Activity 1 → Tally the lines of the listing that contain the string "positive", treating case as significant, and give only that number.

Quoted passage →
»»
I WAS BRILLIANT, AND A MUSICAL GENIUS
These kind affirmations might have been the toughest words to live up to as I grew into an adult and throughout my career. Mostly because I actually believed them. Why would I not? Full grown adults who know what brilliance is would say it time after time. I am not saying that these words were harmful. Simply impossible for me to live up to. After all, Mozart was a musical genius. I don’t remember composing my first symphony when I was 8 years old. I’m 56 now and still haven’t even written my first one.
Looking back, these people simply were being overly kind (or they had a very low threshold for brilliance and genius). I knew perfectly well at the time the social difference between giving a strong compliment to make someone feel good, versus saying something that is just not true. Even considering this I admit that I bought into it. I was convinced that I was actually doing brilliant things. Throughout high school I was able to do many things that people twice my age weren’t doing. I wired a new retail and warehouse building when I was 16. I could barely drive, but I was supplying heavy machinery, commercial lighting and more with their proper voltage and amperage requirements for an entire building. I was figuring it out as I went along, but it kept passing the inspections. This certainly fulled my belief that I was doing brilliant things. Not true. I was simply resourceful - perhaps a little gifted.
On the music side I didn’t actually believe the “musical genius” bit, but I did buy in that I was brilliant. This led me to starting bands, only to treat my band-mates like they were second class. And a cover band wouldn’t do - My band was going to play my own amazing songs. Here’s how my first band ended:
The lead guitar player called me up on New Years morning. “This just isn’t going anywhere,” he said. “We’ve been at this for a long time” (we’d been together 9 months or so) “and we should probably just throw the towel in”. That was it. Then the next week I hear through friends that the three of them started their own band. The reality hit me they had just kicked me out of my own band. They apparently (and correctly) thought that I took all the fun out of it. After all, I was obsessed with trying to build something brilliant - something that we had to pour everything we’ve got into. They probably just thought that a fun rock band on the side is how you met girls. It was my first failure at achieving brilliance that I can remember. It also started a long trend where my drive for brilliance took all the fun out of things for those around me. This was for better and for worse and probably deserves its own blog.
««
Data to examine →
»»
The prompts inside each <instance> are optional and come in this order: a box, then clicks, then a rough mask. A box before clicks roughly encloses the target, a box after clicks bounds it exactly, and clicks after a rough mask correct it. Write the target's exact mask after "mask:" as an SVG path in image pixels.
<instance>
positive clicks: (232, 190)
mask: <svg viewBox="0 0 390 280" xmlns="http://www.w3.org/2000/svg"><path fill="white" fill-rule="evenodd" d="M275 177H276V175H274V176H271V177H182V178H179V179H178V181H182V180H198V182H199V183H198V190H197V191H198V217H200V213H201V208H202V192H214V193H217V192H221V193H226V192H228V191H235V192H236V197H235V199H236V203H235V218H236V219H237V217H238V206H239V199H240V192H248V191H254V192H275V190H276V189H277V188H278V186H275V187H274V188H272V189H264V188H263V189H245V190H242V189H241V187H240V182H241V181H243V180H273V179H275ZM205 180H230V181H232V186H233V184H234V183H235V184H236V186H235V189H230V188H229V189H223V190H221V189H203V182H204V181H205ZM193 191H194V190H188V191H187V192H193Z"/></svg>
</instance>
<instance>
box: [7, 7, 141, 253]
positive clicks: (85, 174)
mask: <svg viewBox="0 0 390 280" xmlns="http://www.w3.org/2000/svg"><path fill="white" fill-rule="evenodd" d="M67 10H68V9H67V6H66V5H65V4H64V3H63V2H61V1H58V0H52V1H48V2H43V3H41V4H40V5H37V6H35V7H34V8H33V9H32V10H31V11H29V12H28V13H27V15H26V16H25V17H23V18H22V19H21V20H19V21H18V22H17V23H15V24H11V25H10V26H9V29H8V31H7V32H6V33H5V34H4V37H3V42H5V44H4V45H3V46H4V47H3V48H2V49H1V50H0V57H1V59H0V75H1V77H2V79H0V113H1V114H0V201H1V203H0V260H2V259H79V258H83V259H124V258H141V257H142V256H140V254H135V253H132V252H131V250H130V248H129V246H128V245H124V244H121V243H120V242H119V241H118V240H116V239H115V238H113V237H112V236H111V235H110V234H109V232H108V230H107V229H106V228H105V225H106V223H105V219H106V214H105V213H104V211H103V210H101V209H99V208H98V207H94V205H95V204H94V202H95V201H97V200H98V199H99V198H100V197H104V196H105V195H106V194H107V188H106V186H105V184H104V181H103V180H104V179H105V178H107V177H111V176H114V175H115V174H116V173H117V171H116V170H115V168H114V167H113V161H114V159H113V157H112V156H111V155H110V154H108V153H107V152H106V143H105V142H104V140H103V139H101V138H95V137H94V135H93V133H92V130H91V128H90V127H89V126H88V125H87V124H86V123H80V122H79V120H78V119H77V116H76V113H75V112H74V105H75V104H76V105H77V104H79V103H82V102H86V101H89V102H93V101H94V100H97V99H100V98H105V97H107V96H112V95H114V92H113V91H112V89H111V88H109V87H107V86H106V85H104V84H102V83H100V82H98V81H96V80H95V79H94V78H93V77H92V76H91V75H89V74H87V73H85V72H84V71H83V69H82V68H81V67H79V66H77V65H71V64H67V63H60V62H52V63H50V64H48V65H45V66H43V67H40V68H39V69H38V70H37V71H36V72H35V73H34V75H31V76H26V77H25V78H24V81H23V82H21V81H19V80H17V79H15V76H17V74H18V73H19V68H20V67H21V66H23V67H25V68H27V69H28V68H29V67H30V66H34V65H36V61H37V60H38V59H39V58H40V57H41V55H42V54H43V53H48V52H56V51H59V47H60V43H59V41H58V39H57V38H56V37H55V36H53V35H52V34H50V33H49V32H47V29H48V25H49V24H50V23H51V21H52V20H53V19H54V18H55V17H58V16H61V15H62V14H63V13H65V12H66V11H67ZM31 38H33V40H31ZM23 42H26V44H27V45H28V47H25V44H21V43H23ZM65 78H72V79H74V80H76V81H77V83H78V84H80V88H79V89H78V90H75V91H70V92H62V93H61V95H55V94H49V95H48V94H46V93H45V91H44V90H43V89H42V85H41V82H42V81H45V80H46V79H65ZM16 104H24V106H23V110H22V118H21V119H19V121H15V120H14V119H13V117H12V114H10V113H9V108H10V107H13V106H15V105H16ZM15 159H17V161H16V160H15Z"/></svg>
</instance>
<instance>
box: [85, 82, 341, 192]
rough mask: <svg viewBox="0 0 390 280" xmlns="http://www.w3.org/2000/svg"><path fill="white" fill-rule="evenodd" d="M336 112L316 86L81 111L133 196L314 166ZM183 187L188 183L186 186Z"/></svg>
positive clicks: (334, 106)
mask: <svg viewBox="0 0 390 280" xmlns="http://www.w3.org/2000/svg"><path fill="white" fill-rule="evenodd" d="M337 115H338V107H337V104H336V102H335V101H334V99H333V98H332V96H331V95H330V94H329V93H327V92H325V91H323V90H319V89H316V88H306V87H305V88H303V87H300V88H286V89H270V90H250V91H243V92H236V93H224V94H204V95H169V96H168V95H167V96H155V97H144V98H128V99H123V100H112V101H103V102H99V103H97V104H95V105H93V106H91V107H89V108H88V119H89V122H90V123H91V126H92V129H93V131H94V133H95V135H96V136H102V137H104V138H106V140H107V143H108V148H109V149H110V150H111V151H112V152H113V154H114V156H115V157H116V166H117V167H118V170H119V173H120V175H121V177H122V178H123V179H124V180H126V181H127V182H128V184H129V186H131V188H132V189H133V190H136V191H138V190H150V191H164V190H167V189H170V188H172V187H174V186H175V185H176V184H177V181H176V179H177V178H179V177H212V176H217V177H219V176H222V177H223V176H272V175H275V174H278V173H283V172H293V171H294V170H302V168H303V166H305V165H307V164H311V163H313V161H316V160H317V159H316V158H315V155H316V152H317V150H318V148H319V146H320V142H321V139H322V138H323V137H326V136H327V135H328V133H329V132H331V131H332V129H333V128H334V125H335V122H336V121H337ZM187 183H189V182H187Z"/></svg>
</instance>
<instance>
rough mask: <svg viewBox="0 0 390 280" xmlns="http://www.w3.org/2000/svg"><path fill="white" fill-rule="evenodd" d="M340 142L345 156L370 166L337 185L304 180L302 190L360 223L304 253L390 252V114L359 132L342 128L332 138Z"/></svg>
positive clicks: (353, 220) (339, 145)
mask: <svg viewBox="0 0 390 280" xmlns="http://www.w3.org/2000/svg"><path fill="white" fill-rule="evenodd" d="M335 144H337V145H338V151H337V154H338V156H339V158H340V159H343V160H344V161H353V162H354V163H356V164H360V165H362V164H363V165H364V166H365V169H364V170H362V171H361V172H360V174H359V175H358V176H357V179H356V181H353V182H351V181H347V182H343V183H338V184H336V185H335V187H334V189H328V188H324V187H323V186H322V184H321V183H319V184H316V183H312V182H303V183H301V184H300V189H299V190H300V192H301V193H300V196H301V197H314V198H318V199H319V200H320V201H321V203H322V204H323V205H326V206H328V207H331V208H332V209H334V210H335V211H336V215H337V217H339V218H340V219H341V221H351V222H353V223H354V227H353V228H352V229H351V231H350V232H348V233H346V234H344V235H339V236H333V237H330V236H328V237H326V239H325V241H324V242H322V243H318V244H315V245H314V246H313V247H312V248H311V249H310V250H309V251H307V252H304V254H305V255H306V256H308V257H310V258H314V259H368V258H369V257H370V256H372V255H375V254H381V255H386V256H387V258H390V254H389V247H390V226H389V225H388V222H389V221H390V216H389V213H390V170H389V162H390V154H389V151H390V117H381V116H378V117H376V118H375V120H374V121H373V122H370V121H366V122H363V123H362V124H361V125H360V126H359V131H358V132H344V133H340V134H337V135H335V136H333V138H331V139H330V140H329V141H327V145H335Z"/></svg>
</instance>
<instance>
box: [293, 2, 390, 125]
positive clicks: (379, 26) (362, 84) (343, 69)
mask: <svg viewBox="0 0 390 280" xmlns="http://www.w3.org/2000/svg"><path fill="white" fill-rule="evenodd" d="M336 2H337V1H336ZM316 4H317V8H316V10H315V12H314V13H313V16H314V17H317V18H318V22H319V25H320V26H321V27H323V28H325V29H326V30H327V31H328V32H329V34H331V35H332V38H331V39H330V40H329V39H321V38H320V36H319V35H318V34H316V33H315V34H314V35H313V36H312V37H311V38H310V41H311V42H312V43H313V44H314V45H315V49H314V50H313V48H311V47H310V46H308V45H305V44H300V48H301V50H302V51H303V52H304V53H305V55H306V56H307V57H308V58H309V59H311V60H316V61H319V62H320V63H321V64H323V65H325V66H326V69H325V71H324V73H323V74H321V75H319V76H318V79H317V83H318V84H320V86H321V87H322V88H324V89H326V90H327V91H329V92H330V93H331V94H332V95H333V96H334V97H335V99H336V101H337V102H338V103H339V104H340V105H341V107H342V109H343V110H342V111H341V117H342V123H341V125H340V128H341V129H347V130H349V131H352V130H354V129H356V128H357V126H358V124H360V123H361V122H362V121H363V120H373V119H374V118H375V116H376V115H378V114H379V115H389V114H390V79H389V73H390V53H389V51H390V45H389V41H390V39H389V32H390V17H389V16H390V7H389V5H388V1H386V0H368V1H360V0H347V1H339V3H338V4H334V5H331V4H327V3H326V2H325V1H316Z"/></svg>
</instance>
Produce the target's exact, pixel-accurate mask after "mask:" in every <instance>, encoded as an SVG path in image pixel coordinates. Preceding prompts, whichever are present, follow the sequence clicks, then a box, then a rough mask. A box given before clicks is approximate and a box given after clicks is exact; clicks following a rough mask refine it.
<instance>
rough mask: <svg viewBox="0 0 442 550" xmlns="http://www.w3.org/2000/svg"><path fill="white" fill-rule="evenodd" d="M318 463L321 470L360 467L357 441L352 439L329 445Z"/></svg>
««
Activity 2 → Reproduce the entire passage above about being called brilliant and a musical genius, word for word.

Exercise answer 1 → 5

Exercise answer 2 →
I WAS BRILLIANT, AND A MUSICAL GENIUS
These kind affirmations might have been the toughest words to live up to as I grew into an adult and throughout my career. Mostly because I actually believed them. Why would I not? Full grown adults who know what brilliance is would say it time after time. I am not saying that these words were harmful. Simply impossible for me to live up to. After all, Mozart was a musical genius. I don’t remember composing my first symphony when I was 8 years old. I’m 56 now and still haven’t even written my first one.
Looking back, these people simply were being overly kind (or they had a very low threshold for brilliance and genius). I knew perfectly well at the time the social difference between giving a strong compliment to make someone feel good, versus saying something that is just not true. Even considering this I admit that I bought into it. I was convinced that I was actually doing brilliant things. Throughout high school I was able to do many things that people twice my age weren’t doing. I wired a new retail and warehouse building when I was 16. I could barely drive, but I was supplying heavy machinery, commercial lighting and more with their proper voltage and amperage requirements for an entire building. I was figuring it out as I went along, but it kept passing the inspections. This certainly fulled my belief that I was doing brilliant things. Not true. I was simply resourceful - perhaps a little gifted.
On the music side I didn’t actually believe the “musical genius” bit, but I did buy in that I was brilliant. This led me to starting bands, only to treat my band-mates like they were second class. And a cover band wouldn’t do - My band was going to play my own amazing songs. Here’s how my first band ended:
The lead guitar player called me up on New Years morning. “This just isn’t going anywhere,” he said. “We’ve been at this for a long time” (we’d been together 9 months or so) “and we should probably just throw the towel in”. That was it. Then the next week I hear through friends that the three of them started their own band. The reality hit me they had just kicked me out of my own band. They apparently (and correctly) thought that I took all the fun out of it. After all, I was obsessed with trying to build something brilliant - something that we had to pour everything we’ve got into. They probably just thought that a fun rock band on the side is how you met girls. It was my first failure at achieving brilliance that I can remember. It also started a long trend where my drive for brilliance took all the fun out of things for those around me. This was for better and for worse and probably deserves its own blog.